Extract:
LONDON (Reuters) - Royal Bank of Scotland sought to shake off its reputation as Britain's pariah bank on Thursday with plans to cut more costs and reposition itself as a UK-focused retail and commercial lender.

New chief executive Ross McEwan is under pressure to restore RBS's standing with its political masters and the general public after a year of fines, customer complaints and technology problems.

The bank, which is 81-percent owned by the government, on Thursday posted an 8.2 billion pound ($13.64 billion) pretax loss for 2013 due to restructuring costs and misconduct charges.

That brings the total RBS has lost since it was bailed out in 2008 to 46 billion pounds ($76.53 billion)- just above the amount taxpayers paid for its rescue during the financial crisis.

"We are the least trusted company in the least trusted sector of the economy. That must change," McEwan told an audience of employees and customers at The Trampery, a new business hub funded by RBS in the east of London.

Analysts warned it would take time for investors to see the benefit of the restructuring and there were high risks to the plan. RBS stock was the top faller among European banking shares, down 8 percent.

Required task A:
In two sentences, summarize the RBS report.
Required task B:
Recast the paragraph of the RBS report that begins "Analysts warned it would take time" as a short bulleted list.
Required task C:
Extract the passage of the RBS report starting at "New chief executive" and ending at "and technology problems.".

Information supplied:
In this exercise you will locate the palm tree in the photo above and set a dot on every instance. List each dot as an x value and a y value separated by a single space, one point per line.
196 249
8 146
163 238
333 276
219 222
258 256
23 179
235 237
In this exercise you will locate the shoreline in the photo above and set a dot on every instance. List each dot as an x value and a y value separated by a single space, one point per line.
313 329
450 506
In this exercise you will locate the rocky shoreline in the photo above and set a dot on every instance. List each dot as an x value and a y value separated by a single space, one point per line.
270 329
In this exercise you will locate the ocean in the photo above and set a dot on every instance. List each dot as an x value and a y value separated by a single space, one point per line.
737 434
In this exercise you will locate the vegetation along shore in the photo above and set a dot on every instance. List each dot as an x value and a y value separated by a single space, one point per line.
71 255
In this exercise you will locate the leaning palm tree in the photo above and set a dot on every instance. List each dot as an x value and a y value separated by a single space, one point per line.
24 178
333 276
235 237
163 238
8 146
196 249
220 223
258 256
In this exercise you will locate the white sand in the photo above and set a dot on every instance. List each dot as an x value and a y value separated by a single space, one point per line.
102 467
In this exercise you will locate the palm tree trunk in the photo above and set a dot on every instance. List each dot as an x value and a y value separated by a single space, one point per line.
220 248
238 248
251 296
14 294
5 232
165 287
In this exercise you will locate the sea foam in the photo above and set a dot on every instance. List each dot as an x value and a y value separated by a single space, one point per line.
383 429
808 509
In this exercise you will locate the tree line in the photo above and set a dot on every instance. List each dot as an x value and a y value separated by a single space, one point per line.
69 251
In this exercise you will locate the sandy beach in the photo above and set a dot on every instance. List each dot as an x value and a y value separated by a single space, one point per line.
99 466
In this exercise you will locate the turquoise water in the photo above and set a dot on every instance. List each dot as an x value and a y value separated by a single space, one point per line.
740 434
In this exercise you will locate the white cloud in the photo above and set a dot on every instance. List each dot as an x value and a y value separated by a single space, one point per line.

Expected output A:
Royal Bank of Scotland, which is 81 percent owned by the government, announced plans on Thursday to cut more costs and reposition itself as a UK-focused retail and commercial lender, while posting an 8.2 billion pound pretax loss for 2013 due to restructuring costs and misconduct charges. New chief executive Ross McEwan, under pressure to restore the bank's standing after a year of fines, customer complaints and technology problems, called RBS the least trusted company in the least trusted sector of the economy, and analysts warned of high risks as the stock fell 8 percent.

Expected output B:
- Analysts said investors would need time to see the benefit of the restructuring, and the plan carried high risks.
- RBS shares dropped 8 percent, the largest fall among European banking shares.

Expected output C:
New chief executive Ross McEwan is under pressure to restore RBS's standing with its political masters and the general public after a year of fines, customer complaints and technology problems.